*** Input for this task ***

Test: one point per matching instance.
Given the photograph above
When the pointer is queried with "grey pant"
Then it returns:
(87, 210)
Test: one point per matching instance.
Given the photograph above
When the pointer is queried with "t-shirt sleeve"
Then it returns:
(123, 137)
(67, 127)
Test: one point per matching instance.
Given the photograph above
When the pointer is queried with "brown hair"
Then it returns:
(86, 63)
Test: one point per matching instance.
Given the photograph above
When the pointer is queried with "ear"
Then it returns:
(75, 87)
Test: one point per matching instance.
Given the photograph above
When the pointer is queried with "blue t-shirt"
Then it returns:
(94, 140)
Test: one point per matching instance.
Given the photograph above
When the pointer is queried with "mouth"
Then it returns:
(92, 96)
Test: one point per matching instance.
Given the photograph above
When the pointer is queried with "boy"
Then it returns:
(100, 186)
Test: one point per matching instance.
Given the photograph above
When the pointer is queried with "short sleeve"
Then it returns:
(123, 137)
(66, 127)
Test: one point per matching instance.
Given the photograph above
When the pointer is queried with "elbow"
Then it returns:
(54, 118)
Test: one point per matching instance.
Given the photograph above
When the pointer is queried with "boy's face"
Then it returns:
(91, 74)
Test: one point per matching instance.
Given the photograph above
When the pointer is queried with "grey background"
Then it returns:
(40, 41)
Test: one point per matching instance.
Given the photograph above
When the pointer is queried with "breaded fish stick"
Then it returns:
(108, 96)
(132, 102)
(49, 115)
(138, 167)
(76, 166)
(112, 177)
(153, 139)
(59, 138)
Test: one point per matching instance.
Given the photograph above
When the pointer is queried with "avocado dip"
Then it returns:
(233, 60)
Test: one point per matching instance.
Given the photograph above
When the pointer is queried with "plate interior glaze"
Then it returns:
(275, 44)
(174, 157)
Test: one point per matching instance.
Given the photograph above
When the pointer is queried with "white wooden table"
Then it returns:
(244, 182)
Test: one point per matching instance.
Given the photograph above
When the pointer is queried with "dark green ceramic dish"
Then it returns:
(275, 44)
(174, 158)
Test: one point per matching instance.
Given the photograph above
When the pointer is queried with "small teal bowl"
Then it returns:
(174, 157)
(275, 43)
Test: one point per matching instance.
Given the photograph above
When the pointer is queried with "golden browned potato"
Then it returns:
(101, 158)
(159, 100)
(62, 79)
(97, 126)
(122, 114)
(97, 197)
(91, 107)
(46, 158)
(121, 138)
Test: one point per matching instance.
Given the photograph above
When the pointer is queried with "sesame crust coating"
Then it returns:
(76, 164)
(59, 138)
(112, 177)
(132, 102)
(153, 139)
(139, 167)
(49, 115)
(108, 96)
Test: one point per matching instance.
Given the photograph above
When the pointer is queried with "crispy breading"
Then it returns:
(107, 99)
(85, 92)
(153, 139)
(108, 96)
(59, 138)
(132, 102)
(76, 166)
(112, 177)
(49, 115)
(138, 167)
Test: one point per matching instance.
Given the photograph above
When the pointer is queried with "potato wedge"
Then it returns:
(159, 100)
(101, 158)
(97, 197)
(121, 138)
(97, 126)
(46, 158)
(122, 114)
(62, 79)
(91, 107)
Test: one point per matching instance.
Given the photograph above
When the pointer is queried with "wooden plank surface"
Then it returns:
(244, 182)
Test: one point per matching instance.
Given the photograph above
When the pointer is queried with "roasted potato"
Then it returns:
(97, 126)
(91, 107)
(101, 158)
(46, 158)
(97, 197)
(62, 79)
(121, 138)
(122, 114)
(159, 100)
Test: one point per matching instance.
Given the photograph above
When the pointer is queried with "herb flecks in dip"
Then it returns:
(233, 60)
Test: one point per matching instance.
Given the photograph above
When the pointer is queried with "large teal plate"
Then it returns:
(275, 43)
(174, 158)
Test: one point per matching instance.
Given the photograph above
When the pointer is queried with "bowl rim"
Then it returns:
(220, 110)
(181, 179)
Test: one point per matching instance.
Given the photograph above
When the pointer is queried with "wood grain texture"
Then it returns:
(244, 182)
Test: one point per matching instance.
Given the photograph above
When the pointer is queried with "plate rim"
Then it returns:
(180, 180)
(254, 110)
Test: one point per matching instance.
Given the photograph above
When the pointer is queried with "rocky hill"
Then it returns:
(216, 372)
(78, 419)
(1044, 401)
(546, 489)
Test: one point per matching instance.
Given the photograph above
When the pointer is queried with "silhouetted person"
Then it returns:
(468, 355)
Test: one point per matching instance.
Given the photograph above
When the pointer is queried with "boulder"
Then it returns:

*** End of Input for this task ***

Wherever the word "wooden" occurs in the data, copy that whole line.

Response for this exercise —
When the pointer is queried with "white wooden table"
When the pointer is queried with "wooden plank surface"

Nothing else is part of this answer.